(Dataset records)
========
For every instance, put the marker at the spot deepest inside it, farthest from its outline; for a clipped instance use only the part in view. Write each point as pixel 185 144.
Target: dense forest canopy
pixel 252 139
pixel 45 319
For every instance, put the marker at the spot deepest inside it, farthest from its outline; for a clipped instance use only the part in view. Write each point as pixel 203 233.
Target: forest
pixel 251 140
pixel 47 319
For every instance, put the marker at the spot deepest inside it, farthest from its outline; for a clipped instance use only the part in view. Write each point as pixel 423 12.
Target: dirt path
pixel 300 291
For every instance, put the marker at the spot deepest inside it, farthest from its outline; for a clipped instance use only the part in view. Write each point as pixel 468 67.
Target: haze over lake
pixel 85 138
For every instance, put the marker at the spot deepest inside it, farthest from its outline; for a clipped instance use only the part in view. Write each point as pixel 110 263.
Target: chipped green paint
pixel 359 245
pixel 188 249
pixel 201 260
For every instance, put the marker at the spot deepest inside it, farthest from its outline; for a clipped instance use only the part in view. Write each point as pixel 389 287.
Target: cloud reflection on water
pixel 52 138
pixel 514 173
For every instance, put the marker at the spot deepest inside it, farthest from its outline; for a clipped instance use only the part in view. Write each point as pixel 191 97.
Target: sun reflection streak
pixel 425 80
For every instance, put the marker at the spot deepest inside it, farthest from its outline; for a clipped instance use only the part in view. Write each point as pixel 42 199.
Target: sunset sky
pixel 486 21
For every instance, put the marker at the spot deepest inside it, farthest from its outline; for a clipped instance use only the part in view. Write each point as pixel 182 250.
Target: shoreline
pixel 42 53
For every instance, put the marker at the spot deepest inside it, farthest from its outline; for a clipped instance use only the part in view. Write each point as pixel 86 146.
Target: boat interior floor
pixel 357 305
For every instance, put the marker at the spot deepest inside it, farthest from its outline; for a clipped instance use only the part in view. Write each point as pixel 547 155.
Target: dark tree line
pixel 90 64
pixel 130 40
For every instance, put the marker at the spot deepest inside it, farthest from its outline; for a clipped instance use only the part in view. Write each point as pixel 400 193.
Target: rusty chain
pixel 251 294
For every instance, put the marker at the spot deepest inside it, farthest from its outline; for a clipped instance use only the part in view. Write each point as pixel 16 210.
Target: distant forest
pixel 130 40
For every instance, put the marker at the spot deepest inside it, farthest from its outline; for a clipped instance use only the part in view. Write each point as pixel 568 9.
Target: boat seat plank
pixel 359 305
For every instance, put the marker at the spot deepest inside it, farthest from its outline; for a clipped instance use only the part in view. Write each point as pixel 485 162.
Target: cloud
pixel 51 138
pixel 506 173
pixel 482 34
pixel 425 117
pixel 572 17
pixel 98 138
========
• [EXERCISE TASK] Output every one of the records above again, line for line, with no changes.

• [RESULT OF THE EXERCISE]
For every instance, put the marker at the spot deepest inside it, farthest from its outline; for a clipped instance use only the part in view. Write each point as pixel 185 144.
Target: dense forest canopy
pixel 252 139
pixel 45 319
For every instance, put the marker at the spot deepest inside it, farthest from its outline; for a clipped instance use only the part in view. Write each point as pixel 203 233.
Target: forest
pixel 251 140
pixel 47 319
For every instance, put the marker at the spot deepest inside it, farthest from its outline; for a clipped instance use only the part in view. Write each point as pixel 423 12.
Target: dirt path
pixel 300 291
For every instance, put the marker at the spot deepest inside it, farthest from its outline; for a clipped instance use only the part in view. Write each point as pixel 468 67.
Target: haze over lake
pixel 85 138
For every instance, put the marker at the spot deepest inside it, farthest from its outline; for a clipped instance use only the part in view. Write each point as pixel 110 263.
Target: chipped green paint
pixel 359 245
pixel 188 249
pixel 201 260
For every instance, put the marker at the spot deepest inside it, farthest from its outline; for a clipped instance use only the part in view. Write each point as pixel 389 287.
Target: cloud reflection on water
pixel 52 138
pixel 514 173
For every instance, put the marker at the spot deepest inside it, farthest from its outline; for a clipped instance use only the part in view. Write each point as pixel 191 97.
Target: sun reflection streak
pixel 425 80
For every instance, put the marker at the spot deepest inside it, farthest from its outline; for a clipped instance use only the part in view. Write each point as pixel 42 199.
Target: sunset sky
pixel 486 21
For every instance, put the marker at the spot deepest inside it, farthest from its outline; for a clipped instance use only the part in view. Write each point as pixel 182 250.
Target: shoreline
pixel 42 53
For every instance, put the marker at the spot deepest inside it, farthest from its outline; for a clipped instance use only the part in view. Write each point as pixel 86 146.
Target: boat interior floor
pixel 357 305
For every instance, put the marker at the spot deepest inside it, farthest from its outline; for a clipped instance use only the part in view. Write each point as pixel 547 155.
Target: dark tree line
pixel 90 64
pixel 130 40
For every instance, put the marker at the spot deepest inside it, farthest from its outline; for a clipped instance use only the part in view. Write each point as pixel 400 193.
Target: rusty chain
pixel 251 294
For every instance, put the marker at the spot deepest inside it, farthest from its outline; for a clipped instance use only the part in view. Write each point as pixel 16 210.
Target: distant forest
pixel 130 40
For every instance, put the marker at the spot deepest inside it, farthest from its outline; for a clipped instance use only the part in view. Write each point as pixel 568 9.
Target: boat seat plank
pixel 359 305
For every instance, put the marker at the spot deepest inside it, farthest from its outline; for a clipped instance use only the part in view. Write each point as pixel 485 162.
Target: cloud
pixel 51 138
pixel 506 173
pixel 482 34
pixel 425 117
pixel 572 17
pixel 98 138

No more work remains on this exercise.